====== Provided passage ======

But the Crisis has been contained – at least for today. The euro moved higher against the dollar.
The Labor Department reports first-time weekly unemployment filings dropped below 400,000 for the first time since August, falling by 37,000 to a seasonally adjusted 391,000. That’s nice, but one week does not make a trend. Next Friday, we’ll get the monthly jobs report for September, and it will like show the labor market remained sluggish.
Federal Reserve chairman Ben Bernanke delivered a speech last night in Ohio at a forum sponsored by the Clevelnad Fed; it was the first time Bernanke has talked publicly since the FOMC meeting and the launch of Operation Twist. Bernanke stated with unusual bluntness that Operation Twist has no chance of helping revive the economy and he admitted the Fed has ‘Run out of bullets”
……..
No, not really. I just wanted to make sure you’re still paying attention. But seriously, The US is running a deficit equal to 10% of GDP. The US’s debt to GDP level is north of 100%. And the 30-Year Treasury is at an all-time high. How much higher can Bernanke push long-bond prices?
Bernanke did say that long-term unemployment is an American “national crisis” and suggested that Congress should take further action to combat it. Bernanke noted that about 45 percent of the unemployed have been out of work for at least six months.
“This is unheard of,” he said in a question-and-answer session after a speech in Cleveland. “This has never happened in the post-war period in the United States. They are losing the skills they had, they are losing their connections, their attachment to the labor force.” He added: “The unemployment situation we have, the job situation, is really a national crisis.”
Bernanke says the government needs to provide support to help the long-term unemployed retrain for jobs and find work. And he suggested that Congress should take more responsibility.
Bernanke gave a hint that the economy might need more … umm…. What do we call it? Juice, another jolt, a shot in the arm, monetary encouragement, a boost, a bang. Of course we can’t call it QE3 or stimulus, but Helicopter Ben seemed to indicate he’s not afraid to crank up the printing press, saying: "If inflation falls too low or inflation expectations fall too low, that would be something we have to respond to because we do not want deflation." 
He also said lawmakers should provide more help to the battered housing industry.  Bernanke said, "Some strong housing policies to help the housing market recovery would clearly be very useful and would allow the monetary policy actions of the Fed ... to have more effect and to help the economy recovery more strongly,"
Bernanke finished his speech by saying: “Really, we’re completely out of bullets.”

====== Excerpted records ======

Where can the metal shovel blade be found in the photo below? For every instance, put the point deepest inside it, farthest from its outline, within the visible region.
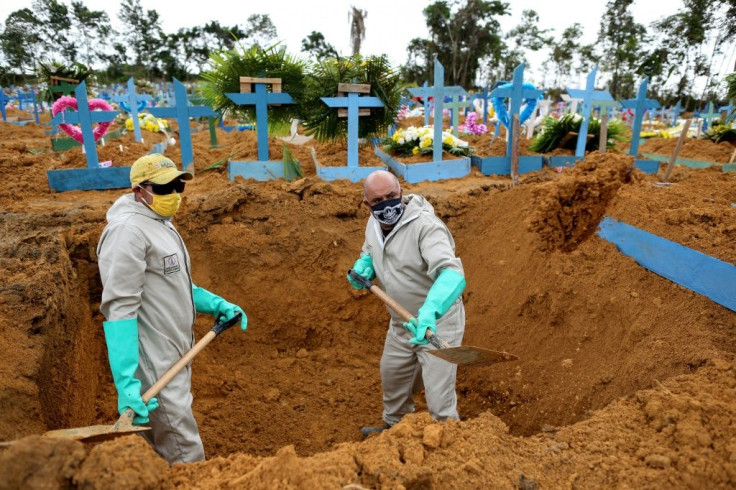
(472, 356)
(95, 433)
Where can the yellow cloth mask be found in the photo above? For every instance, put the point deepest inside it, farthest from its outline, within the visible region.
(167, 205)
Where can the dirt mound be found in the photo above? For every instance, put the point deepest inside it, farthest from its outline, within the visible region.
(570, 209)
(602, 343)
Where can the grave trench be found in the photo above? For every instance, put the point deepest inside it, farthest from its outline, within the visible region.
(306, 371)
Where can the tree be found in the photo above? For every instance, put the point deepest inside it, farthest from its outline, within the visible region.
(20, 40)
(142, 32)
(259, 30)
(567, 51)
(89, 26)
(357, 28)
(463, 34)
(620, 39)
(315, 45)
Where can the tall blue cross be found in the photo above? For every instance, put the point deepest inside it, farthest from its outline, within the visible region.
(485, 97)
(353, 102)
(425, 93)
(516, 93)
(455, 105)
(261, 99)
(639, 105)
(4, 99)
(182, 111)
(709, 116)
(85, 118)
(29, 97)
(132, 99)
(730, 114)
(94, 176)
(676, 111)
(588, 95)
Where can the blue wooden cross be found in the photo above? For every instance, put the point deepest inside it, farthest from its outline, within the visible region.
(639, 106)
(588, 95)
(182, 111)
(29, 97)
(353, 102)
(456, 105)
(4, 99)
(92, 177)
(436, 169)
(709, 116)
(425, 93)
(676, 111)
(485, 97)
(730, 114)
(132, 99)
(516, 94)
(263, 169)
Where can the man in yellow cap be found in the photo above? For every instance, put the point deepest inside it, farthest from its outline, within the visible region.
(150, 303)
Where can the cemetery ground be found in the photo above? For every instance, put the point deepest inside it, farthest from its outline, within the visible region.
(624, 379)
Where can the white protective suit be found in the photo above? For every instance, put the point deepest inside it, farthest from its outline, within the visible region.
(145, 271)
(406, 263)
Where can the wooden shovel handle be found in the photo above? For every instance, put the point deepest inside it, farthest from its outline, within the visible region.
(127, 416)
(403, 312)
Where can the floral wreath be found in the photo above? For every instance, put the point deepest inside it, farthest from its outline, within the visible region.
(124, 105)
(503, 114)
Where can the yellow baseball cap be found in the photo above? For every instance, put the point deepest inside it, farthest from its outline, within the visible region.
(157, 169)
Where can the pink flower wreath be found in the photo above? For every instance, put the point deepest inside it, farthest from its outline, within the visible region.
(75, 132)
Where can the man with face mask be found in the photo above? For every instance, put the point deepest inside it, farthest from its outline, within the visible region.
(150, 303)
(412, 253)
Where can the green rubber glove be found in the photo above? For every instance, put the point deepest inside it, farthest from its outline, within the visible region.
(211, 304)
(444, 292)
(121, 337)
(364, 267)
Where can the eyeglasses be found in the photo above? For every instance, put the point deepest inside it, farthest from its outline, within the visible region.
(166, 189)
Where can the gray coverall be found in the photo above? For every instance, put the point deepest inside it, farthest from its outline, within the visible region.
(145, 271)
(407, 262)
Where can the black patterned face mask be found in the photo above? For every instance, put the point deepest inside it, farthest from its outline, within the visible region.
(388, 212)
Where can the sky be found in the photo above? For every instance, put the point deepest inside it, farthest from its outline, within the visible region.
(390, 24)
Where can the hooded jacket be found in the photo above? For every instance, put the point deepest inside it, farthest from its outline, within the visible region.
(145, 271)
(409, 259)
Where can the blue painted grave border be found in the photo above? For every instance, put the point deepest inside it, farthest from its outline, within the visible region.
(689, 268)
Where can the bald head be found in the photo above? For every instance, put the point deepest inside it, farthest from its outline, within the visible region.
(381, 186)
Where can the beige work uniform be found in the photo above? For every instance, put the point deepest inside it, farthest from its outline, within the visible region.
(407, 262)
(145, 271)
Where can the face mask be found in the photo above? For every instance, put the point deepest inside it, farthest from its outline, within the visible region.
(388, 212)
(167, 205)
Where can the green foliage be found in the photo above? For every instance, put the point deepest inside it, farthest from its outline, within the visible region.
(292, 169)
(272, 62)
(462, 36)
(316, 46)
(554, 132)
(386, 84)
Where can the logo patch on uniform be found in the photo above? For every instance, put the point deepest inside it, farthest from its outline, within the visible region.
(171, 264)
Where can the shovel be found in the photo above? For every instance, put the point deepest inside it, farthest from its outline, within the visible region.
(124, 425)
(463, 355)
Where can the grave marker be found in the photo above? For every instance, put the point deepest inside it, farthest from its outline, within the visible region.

======

Written exercise 1 => Reproduce the passage about Bernanke's Cleveland speech word for word, from "But the Crisis" up to and including "market remained sluggish.".
Written exercise 2 => Pick up the passage about Bernanke's Cleveland speech after its final sentence and keep writing it.

Final answer 1 =>
But the Crisis has been contained – at least for today. The euro moved higher against the dollar.
The Labor Department reports first-time weekly unemployment filings dropped below 400,000 for the first time since August, falling by 37,000 to a seasonally adjusted 391,000. That’s nice, but one week does not make a trend. Next Friday, we’ll get the monthly jobs report for September, and it will like show the labor market remained sluggish.

Final answer 2 =>
Gross domestic product, the broadest measure of the nation's economy, grew at a 1.3% rate in the three months ending in June. That's an improvement from the 1.0% growth rate in the previous estimate from a month ago. The Commerce Department makes a few guesses on GDP and then issues their final guess – that’s the 1.3% number issued today. Much of the improvement was due to a higher estimate on what consumers spent during the quarter. Still, it’s not considered to be strong enough growth to change the unemployment problem, and not enough to avoid another downturn in the economy.

Economists at Citigroup have again cut their global gross domestic product forecasts for 2011 and 2012 - saying growth prospects "continue to deteriorate quickly." At a global level, the bank's Citi Investment Research & Analysis unit now predicts growth will slow to 3 percent this year and 2.9 percent in 2012. Two percent global growth is seen by the International Monetary Fund and World Bank as the classification for global recession. Citi downgraded its outlook for the United States, Europe, Japan, Canada and the UK individually. Further, Citi researchers expect more sovereign ratings downgrades among Euro Area countries in the next 3-6 months, including Italy, Spain, Greece, Portugal and Cyprus.

Analysts at Goldman Sachs are warning of the risk of a "great stagnation".  The goldman report says:  “During these episodes, GDP per capita growth hovers below 1 percent and is less volatile than usual. They are also characterized by low inflation, rising and sticky unemployment, stagnant home prices, and lower stock returns. Stagnations are more likely than you would like. Because these events are correlated with financial crises, the conditional probability of stagnation in the current environment is higher than normal," and: “Trends in Europe and the US are so far still following growth paths typical of stagnations.”
The Goldman report predicts a 40 percent chance of stagnation in the world's developed markets. In order to avoid such an outcome requires governmental policy that restores confidence and growth.
“Whether these countries manage to avoid a ‘Great Stagnation’ by a pick-up in the recovery is likely to depend on policy being able to restore confidence and putting in place reforms that can decisively jolt growth,” Humm, what’s another word to describe a jolt to the economy,,…. Hummm, juice the economy, a shot in the arm,  - dare we say – stimulus?
Yeah, that’s it, stimulus. What’s another word for stimulus – FREE MONEY! Yep, that’s the answer. If you want to avoid the “GREAT STAGNATION” the government needs to crank up the printing press and hand out free money to Goldman Sachs.
I used to think this macro-economic analysis was difficult and complex, but it’s really pretty simple – Crank up the printing press and pass out FREE MONEY to the banks.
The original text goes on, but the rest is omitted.